**TEXT BLOCK:**

= Beginning of Section =

I will place on my paten, o God, the harvest to be won this morning by the renewal of daily labour; into my chalice I will pour all the sap which is to be pressed out this day from the fruits of the earth. . . all the things of the world to which this day will bring increase; all those that will diminish, all those that will die. . .This is the material of my sacrifice.

The Cosmic Christ Lives in the Heart of the Universe

At the Ascension Luke tells us in Acts 1:9 that “with the eye witnesses looking on, Jesus was lifted up and a cloud took him out of their sight.” There is no account here of Jesus going up into the firmament. A cloud took him! In his ascension Christ has disappeared into the cloud, into the heart of the universe. The cloud was a sign that God was in their midst. When Moses went up Mount Sinai to stand before God, the Lord descended in a cloud. In Exodus 13:21 the Lord went before them by day in a pillar of cloud.” Later in a cloud God filled the tent of meeting with his presence. By the Book of Numbers the cloud has become the established symbol of the presence of God. When the temple of Jerusalem was dedicated a cloud filled “the house of the Lord” (1Kgs: 8:1-7; 9-13). King Solomon added, “The Lord has chosen me to dwell in the thick cloud.” On the Mount of Transfiguration “a bright cloud overshadowed them and the voice of the Father announced: This is my son, the beloved, with him I am well pleased, listen to him.”

In the Divine Milieu, Teilhard, the scientist, invites us to see, as he does, not only the Christ of 2,000 years ago, but the Risen Christ, the Cosmic Christ, present in the heart of the universe. His divine person has always and will always be present in the world. As cells and members of the Body of Christ we participate in and nurture the Body’s life. In the Collect for the mass of the Ascension the Church prays: “As Christ, by his promise remains with us here on earth, we might be made worthy to live with him in heaven.” The feast of the Ascension invites us to enter into the Cosmic Christ, the Body of Christ now present in the heart of the world. In the Ascension time and eternity meet in an infinite embrace.

It is our divine task to turn this fragmented creation in all its visible and invisible dimensions into the Body of Christ, glowing with divine energy. God shares with us in the brokenness of this world. We are invited to cooperate with Pope Francis in his mission to wake up the church to its missionary calling. We are united with the Pope in our ministries when our focus is on gathering in the hurt, the suffering, the abused, and the starving, dying bodies of humankind. They await us in every community, in every parish, in their loneliness and pain. Each one of us contributes what God has given us to care for and enrich others. Because of the multiculturalism of our communities and parishes, this is an ongoing challenge. With Jesus we care for the sinful, troubled people of our world as we remember those caught up in the atrocities and disasters of our sin-soiled world and as the works of evil continue to desecrate our earthly home. Gaza, Jordan, Yemen, Syria, Iran, Afghanistan, and the drought-ridden countries of Africa come to immediate attention as do migrants making a dangerous crossing in rubber boats in the English Channel to reach British shores. This could be the urgent agenda for mission in the 21st century. At present, many Christians – cells of the Body of Christ – are unaware of their divine calling although they are in a continuous process of transformation. They are unaware of how special they are in the eyes of God, and unconscious of the fact that they are already living their lives as part of this Cosmic Christ. Elizabeth Johnson offers us her vision of the future, “a flourishing humanity on a thriving planet rich in species in an evolving universe, all together filled with the glory of God. Such is the vision that must guide us.”

= End of Section =

**TASKS:**
• A. In the reflection on the Cosmic Christ, what does Acts 1:9 say took Jesus out of the eyewitnesses' sight?
• B. Name every book of the Bible cited in the reflection on the Cosmic Christ.
The entries after this text are not needed for any task.

**EXTRACTED MATERIAL:**
= Beginning of Section =

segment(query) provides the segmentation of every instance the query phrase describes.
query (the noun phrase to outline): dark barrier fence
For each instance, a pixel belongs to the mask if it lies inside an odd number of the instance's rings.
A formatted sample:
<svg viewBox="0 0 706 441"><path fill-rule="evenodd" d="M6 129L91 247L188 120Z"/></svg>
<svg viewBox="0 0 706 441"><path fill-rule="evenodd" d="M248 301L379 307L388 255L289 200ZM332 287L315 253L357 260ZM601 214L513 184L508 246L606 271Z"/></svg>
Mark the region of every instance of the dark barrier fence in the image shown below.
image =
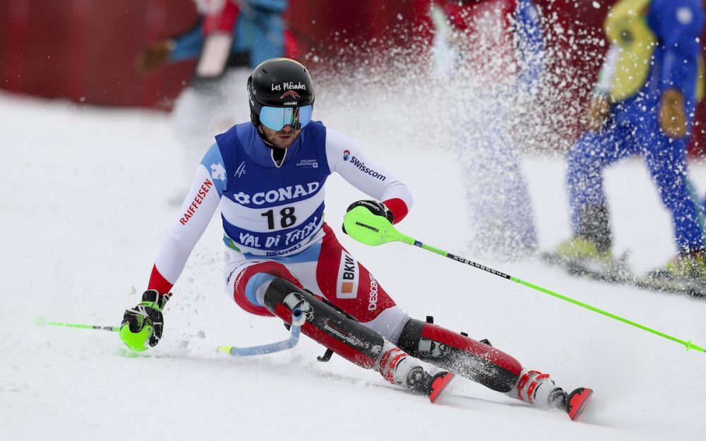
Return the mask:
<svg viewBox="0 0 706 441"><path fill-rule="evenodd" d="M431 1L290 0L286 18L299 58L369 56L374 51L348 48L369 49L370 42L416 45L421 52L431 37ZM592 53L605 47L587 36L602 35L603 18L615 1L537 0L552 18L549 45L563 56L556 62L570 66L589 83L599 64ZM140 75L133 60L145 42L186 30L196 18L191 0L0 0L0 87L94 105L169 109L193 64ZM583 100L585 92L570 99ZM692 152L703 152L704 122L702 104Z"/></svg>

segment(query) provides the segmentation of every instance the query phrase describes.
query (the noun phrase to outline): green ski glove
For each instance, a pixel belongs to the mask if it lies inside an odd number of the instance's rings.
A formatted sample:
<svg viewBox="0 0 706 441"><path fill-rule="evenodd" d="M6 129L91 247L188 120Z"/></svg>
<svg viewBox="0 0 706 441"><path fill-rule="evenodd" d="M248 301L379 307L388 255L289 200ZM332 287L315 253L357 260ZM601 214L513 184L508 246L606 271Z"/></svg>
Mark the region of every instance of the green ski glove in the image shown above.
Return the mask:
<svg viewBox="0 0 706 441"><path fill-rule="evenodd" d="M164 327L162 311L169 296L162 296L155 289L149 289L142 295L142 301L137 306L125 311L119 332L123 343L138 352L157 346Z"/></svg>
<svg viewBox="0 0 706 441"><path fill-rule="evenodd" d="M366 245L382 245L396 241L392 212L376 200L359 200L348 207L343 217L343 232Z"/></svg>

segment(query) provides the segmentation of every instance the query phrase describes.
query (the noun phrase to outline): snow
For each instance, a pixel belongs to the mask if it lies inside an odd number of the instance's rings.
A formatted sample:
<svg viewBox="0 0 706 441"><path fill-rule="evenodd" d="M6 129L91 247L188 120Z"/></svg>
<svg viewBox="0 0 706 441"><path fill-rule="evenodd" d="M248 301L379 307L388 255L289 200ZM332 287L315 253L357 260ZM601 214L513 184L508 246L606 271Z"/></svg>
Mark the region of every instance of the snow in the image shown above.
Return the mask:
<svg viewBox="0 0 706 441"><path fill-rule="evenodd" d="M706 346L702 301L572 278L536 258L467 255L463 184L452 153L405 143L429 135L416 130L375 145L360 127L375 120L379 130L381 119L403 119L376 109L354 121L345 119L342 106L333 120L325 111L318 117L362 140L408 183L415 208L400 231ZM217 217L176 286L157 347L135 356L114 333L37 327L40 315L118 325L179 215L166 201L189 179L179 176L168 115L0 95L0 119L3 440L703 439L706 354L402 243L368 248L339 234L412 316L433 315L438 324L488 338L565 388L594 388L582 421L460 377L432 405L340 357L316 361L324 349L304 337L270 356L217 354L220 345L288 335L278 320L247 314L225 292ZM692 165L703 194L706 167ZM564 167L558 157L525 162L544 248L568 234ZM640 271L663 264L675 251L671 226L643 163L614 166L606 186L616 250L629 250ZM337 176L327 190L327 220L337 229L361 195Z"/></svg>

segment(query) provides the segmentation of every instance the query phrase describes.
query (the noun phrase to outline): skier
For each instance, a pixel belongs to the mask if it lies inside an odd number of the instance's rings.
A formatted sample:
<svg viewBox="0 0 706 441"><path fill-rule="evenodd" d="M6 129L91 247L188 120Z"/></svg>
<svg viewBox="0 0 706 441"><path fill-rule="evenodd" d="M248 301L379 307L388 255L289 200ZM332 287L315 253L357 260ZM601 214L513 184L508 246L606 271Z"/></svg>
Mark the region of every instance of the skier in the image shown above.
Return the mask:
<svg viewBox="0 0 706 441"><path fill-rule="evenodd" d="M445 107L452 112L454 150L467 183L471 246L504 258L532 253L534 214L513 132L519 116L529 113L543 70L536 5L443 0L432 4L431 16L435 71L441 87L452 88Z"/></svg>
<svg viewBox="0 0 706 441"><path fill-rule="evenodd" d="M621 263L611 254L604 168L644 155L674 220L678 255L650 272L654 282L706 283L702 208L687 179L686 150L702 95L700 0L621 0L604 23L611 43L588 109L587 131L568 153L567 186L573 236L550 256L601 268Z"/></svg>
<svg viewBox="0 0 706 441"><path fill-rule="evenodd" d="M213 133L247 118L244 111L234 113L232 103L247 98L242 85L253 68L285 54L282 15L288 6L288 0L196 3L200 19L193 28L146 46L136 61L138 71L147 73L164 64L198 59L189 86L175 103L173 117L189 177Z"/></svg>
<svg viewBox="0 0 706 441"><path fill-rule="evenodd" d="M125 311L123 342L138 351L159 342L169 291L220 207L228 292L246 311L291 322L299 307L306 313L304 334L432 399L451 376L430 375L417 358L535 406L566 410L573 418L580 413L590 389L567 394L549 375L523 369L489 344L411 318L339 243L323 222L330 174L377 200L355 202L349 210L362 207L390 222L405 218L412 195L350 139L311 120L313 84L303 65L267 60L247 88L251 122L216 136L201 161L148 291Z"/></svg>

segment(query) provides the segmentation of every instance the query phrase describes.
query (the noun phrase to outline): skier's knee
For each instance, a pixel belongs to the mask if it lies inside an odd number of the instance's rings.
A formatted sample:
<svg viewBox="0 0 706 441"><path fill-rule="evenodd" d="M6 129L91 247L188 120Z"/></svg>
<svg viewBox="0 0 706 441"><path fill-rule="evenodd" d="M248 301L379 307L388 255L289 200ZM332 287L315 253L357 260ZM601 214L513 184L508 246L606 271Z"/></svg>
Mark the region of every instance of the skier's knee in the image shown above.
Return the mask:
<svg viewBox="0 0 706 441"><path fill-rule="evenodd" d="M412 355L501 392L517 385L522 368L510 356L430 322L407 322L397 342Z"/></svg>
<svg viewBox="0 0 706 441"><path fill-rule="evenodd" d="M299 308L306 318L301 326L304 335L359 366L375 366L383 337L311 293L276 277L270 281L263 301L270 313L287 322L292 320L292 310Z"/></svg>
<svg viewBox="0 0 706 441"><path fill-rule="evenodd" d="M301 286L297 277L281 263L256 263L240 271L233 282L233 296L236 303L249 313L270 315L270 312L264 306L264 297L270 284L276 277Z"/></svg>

= End of Section =
= Beginning of Section =

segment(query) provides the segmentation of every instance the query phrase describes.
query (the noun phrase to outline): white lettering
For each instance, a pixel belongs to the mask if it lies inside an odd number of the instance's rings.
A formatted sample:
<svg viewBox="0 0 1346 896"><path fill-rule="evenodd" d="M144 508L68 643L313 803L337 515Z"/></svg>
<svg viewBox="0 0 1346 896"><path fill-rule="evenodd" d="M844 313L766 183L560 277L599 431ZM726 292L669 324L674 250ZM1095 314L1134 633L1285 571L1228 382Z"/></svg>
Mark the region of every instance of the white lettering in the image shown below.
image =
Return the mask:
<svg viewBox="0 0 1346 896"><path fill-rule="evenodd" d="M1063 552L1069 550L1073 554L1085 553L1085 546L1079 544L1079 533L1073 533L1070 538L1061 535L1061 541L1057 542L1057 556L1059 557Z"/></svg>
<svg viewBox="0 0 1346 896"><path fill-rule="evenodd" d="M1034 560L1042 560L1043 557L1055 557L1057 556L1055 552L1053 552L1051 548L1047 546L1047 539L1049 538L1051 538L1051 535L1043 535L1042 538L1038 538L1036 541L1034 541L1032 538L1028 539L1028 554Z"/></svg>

= End of Section =

**RESULTS:**
• A. A cloud took him out of their sight.

• B. Acts, Exodus, Numbers, and 1 Kings (cited as 1Kgs)